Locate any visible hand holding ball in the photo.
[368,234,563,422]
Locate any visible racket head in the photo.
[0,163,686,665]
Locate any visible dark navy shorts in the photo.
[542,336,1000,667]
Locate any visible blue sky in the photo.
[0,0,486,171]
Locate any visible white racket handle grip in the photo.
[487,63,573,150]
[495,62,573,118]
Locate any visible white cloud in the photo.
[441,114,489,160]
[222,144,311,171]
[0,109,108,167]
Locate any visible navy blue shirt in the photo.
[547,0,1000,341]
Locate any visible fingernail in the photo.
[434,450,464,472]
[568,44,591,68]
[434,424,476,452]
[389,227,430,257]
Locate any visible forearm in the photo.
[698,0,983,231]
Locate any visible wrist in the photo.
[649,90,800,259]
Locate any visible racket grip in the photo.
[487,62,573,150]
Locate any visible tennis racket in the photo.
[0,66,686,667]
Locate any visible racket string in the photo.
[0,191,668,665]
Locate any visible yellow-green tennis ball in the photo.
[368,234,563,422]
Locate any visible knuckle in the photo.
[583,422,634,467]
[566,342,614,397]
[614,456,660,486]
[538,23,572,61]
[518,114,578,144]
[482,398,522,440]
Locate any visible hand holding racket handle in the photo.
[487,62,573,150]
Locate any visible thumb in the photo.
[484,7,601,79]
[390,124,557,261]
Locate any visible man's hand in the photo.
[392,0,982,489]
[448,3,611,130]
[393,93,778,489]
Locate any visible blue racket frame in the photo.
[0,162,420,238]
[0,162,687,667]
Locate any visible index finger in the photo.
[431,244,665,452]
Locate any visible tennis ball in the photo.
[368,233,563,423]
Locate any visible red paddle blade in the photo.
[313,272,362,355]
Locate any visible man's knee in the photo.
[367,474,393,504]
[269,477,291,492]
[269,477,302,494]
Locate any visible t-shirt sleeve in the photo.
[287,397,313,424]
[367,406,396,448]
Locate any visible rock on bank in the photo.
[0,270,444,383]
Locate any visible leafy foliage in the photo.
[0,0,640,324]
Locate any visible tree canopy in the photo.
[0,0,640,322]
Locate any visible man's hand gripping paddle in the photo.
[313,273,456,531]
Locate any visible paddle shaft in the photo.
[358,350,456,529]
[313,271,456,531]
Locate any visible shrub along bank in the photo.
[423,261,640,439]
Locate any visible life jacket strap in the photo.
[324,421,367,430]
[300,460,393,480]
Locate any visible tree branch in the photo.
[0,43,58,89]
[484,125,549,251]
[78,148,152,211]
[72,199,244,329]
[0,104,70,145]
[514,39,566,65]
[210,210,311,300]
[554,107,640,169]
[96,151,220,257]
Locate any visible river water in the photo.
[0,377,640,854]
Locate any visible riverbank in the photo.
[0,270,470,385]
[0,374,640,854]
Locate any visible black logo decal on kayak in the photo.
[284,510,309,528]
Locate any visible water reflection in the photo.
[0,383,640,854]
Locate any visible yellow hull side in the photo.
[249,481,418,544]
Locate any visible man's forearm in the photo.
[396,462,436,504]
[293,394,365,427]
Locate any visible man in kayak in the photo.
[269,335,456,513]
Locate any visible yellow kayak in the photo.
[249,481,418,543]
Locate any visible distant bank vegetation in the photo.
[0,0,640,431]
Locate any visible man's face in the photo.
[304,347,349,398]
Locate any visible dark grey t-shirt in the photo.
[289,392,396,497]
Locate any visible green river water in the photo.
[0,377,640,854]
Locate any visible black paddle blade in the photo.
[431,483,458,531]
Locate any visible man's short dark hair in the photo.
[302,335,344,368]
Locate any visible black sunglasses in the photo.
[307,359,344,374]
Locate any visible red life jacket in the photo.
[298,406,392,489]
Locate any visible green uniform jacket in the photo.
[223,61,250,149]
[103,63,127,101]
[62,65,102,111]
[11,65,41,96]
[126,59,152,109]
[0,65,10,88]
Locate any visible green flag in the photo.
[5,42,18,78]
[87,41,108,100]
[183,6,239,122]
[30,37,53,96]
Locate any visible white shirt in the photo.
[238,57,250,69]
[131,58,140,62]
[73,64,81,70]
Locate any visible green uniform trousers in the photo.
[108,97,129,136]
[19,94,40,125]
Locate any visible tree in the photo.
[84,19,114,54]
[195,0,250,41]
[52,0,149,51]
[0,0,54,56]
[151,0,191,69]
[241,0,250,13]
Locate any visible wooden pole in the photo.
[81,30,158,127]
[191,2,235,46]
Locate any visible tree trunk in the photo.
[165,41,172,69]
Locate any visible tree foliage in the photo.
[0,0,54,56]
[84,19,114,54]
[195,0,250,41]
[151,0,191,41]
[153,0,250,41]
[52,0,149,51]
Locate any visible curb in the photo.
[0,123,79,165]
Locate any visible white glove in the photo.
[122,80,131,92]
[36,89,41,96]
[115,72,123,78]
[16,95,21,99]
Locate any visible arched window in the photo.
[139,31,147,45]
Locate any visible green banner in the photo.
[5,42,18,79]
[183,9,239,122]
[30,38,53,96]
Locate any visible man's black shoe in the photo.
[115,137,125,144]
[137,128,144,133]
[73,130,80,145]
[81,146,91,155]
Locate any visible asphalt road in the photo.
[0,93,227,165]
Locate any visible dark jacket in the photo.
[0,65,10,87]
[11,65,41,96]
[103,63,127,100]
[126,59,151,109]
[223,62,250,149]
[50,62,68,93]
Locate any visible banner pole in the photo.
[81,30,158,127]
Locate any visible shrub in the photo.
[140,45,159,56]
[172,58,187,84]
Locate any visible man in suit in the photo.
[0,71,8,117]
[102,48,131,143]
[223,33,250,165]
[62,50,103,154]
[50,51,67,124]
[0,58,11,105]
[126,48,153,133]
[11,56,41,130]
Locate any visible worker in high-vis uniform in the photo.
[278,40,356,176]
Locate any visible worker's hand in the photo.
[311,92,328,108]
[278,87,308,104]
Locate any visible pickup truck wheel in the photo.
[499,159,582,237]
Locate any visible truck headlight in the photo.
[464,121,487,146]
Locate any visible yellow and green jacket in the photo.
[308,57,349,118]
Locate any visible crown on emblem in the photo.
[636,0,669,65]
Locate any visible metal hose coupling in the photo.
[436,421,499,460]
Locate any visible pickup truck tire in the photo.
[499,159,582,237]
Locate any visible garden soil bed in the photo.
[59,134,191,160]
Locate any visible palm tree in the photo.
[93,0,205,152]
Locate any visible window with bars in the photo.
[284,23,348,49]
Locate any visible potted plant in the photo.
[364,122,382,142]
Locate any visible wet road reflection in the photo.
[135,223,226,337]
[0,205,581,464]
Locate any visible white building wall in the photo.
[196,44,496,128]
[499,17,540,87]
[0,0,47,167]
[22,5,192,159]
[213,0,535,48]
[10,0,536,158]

▬▬▬▬▬▬▬▬▬▬

#### SET TASK:
Please format every line of the listing above as a JSON array of strings, one string per line, leaving out any blank lines.

#### EXPECTED ANSWER:
[
  "Locate any visible hand holding ball in the photo.",
  "[368,234,563,422]",
  "Locate any visible racket head in the photo.",
  "[0,163,686,665]",
  "Locate any visible dark navy shorts in the photo.",
  "[542,336,1000,667]",
  "Locate any visible blue sky in the photo.",
  "[0,0,486,171]",
  "Locate any visible white racket handle grip in the photo.",
  "[487,63,573,150]",
  "[495,62,573,118]",
  "Locate any visible white cloud in the photo.",
  "[441,114,489,160]",
  "[222,144,311,171]",
  "[0,109,108,167]",
  "Locate any visible navy blue shirt in the photo.",
  "[547,0,1000,341]",
  "Locate any visible fingernail in the photo.",
  "[434,450,464,472]",
  "[568,44,591,68]",
  "[434,424,476,452]",
  "[389,227,430,257]",
  "Locate any visible forearm in the photo.",
  "[698,0,983,231]",
  "Locate any visible wrist in the photo.",
  "[649,90,800,259]",
  "Locate any visible racket grip in the photo.",
  "[487,62,573,150]",
  "Locate any visible tennis racket in the photo.",
  "[0,66,686,667]",
  "Locate any visible racket string in the photo.",
  "[0,191,668,665]",
  "Locate any visible yellow-green tennis ball in the photo.",
  "[368,234,563,422]",
  "Locate any visible knuckle in the photo.",
  "[583,422,634,467]",
  "[566,342,614,397]",
  "[614,456,660,486]",
  "[538,23,572,61]",
  "[518,114,578,144]",
  "[482,398,522,440]",
  "Locate any visible hand holding racket handle in the photo.",
  "[487,62,573,150]",
  "Locate any visible thumb in the photo.",
  "[484,7,601,79]",
  "[390,124,557,261]",
  "Locate any visible man's hand in the photo.",
  "[392,0,982,489]",
  "[448,3,611,130]",
  "[393,93,778,489]",
  "Locate any visible blue racket frame in the photo.",
  "[0,162,420,238]",
  "[0,162,687,667]",
  "Locate any visible index finger in the photo.",
  "[431,244,665,452]",
  "Locate any visible tennis ball in the photo.",
  "[368,233,563,423]",
  "Locate any visible red paddle blade in the photo.",
  "[313,272,362,355]",
  "Locate any visible man's knee in the photo.",
  "[367,474,393,504]",
  "[269,477,291,492]",
  "[269,477,302,494]",
  "Locate any visible t-shirt sleeve in the photo.",
  "[287,397,313,424]",
  "[367,406,396,448]",
  "Locate any visible rock on bank in the photo.",
  "[0,270,444,383]",
  "Locate any visible leafy foliage in the photo.",
  "[0,0,640,324]",
  "Locate any visible tree canopy in the photo.",
  "[0,0,640,322]",
  "Locate any visible man's hand gripping paddle in the photo.",
  "[313,273,456,531]",
  "Locate any visible paddle shaft in the photo.",
  "[358,350,456,529]",
  "[313,271,456,531]",
  "Locate any visible shrub along bank in the photo.",
  "[423,261,640,439]",
  "Locate any visible life jacket strap in the photo.",
  "[324,421,367,430]",
  "[300,460,393,480]",
  "Locate any visible tree branch in the photo.",
  "[0,43,58,89]",
  "[484,125,549,251]",
  "[78,148,152,211]",
  "[72,199,244,329]",
  "[0,104,70,145]",
  "[514,39,566,65]",
  "[210,210,311,300]",
  "[554,107,640,169]",
  "[96,151,220,257]",
  "Locate any visible river water in the photo.",
  "[0,377,640,854]",
  "Locate any visible riverbank in the photo.",
  "[0,270,470,385]",
  "[0,374,640,854]",
  "Locate any visible black logo decal on kayak in the photo.",
  "[284,510,309,528]",
  "Locate any visible water reflection in the photo.",
  "[0,383,640,854]",
  "Locate any visible yellow hull side in the photo.",
  "[249,481,418,544]",
  "Locate any visible man's forearm in the photo.",
  "[396,462,436,504]",
  "[293,394,365,427]",
  "Locate any visible man in kayak in the photo.",
  "[269,335,456,513]",
  "Locate any visible yellow kayak in the photo.",
  "[249,481,418,543]",
  "Locate any visible distant bank vegetation in the photo.",
  "[0,0,640,431]",
  "Locate any visible man's face in the photo.",
  "[304,347,349,398]",
  "Locate any visible dark grey t-shirt in the photo.",
  "[289,392,396,497]",
  "Locate any visible green river water in the photo.",
  "[0,377,640,854]",
  "Locate any visible black paddle blade in the photo.",
  "[431,483,458,531]",
  "Locate any visible man's short dark hair in the photo.",
  "[302,335,344,368]",
  "Locate any visible black sunglasses in the photo.",
  "[307,359,344,374]",
  "Locate any visible red life jacket in the photo.",
  "[298,406,392,489]",
  "Locate any visible green uniform jacket in the photo.",
  "[223,61,250,149]",
  "[103,63,127,101]",
  "[62,65,102,111]",
  "[11,65,41,96]",
  "[126,59,152,109]",
  "[0,65,10,88]",
  "Locate any visible green flag in the photo.",
  "[5,42,18,78]",
  "[87,41,108,100]",
  "[183,6,239,122]",
  "[30,37,53,96]",
  "Locate any visible white shirt in the photo.",
  "[238,57,250,69]",
  "[131,58,140,62]",
  "[73,64,81,70]",
  "Locate any visible green uniform trousers in the photo.",
  "[108,97,129,136]",
  "[19,94,40,125]",
  "Locate any visible tree in the photo.",
  "[84,19,114,54]",
  "[195,0,250,41]",
  "[52,0,149,51]",
  "[0,0,54,56]",
  "[151,0,191,69]",
  "[241,0,250,13]",
  "Locate any visible wooden pole in the photo.",
  "[81,30,158,127]",
  "[191,2,235,46]",
  "Locate any visible tree trunk in the photo.",
  "[165,41,172,69]",
  "Locate any visible tree foliage in the photo.",
  "[0,0,54,56]",
  "[84,19,114,54]",
  "[195,0,250,41]",
  "[151,0,191,41]",
  "[153,0,250,41]",
  "[52,0,149,51]",
  "Locate any visible curb in the photo.",
  "[0,123,79,165]",
  "Locate any visible white glove in the photo.",
  "[122,80,131,92]",
  "[36,89,41,96]",
  "[115,72,123,78]",
  "[16,95,21,99]",
  "Locate any visible arched window in the photo.",
  "[139,31,147,45]",
  "Locate any visible green banner in the photo.",
  "[5,42,18,79]",
  "[183,9,239,122]",
  "[30,38,53,96]",
  "Locate any visible man's black shoe in the photo.",
  "[115,137,125,144]",
  "[137,128,144,133]",
  "[73,130,80,145]",
  "[81,146,91,155]",
  "Locate any visible asphalt road in the photo.",
  "[0,93,227,165]",
  "Locate any visible dark jacket in the photo.",
  "[0,65,10,87]",
  "[11,65,41,96]",
  "[103,63,127,100]",
  "[126,59,151,109]",
  "[223,62,250,149]",
  "[50,62,68,93]",
  "Locate any visible banner pole in the photo.",
  "[81,30,158,127]",
  "Locate any visible shrub in the photo.",
  "[140,45,159,56]",
  "[172,58,187,84]",
  "Locate any visible man in suit in the photo.",
  "[0,71,8,117]",
  "[102,48,131,143]",
  "[223,33,250,165]",
  "[62,50,103,154]",
  "[50,51,67,124]",
  "[0,58,11,105]",
  "[126,48,153,133]",
  "[11,56,41,130]",
  "Locate any visible worker in high-vis uniform in the photo.",
  "[278,40,356,176]",
  "Locate any visible worker's hand in the photo.",
  "[311,92,328,108]",
  "[278,87,308,104]",
  "Locate any visible pickup truck wheel in the photo.",
  "[499,159,582,237]",
  "Locate any visible truck headlight in the photo.",
  "[464,121,487,146]",
  "Locate any visible yellow and green jacket in the photo.",
  "[308,57,349,118]",
  "Locate any visible crown on emblem in the photo.",
  "[636,0,669,65]",
  "Locate any visible metal hose coupling in the photo.",
  "[436,421,499,460]",
  "Locate any visible pickup truck tire in the photo.",
  "[499,159,582,237]",
  "Locate any visible garden soil bed in the photo.",
  "[59,134,191,160]",
  "Locate any visible palm tree in the photo.",
  "[93,0,205,152]",
  "Locate any visible window with bars in the photo.",
  "[284,23,348,49]",
  "Locate any visible potted plant in the photo.",
  "[364,122,382,142]",
  "Locate any visible wet road reflection in the photo.",
  "[135,223,226,337]",
  "[0,205,581,464]",
  "Locate any visible white building wall in the photo.",
  "[196,44,496,128]",
  "[499,17,540,87]",
  "[0,0,47,167]",
  "[22,5,192,159]",
  "[213,0,535,48]",
  "[10,0,536,158]"
]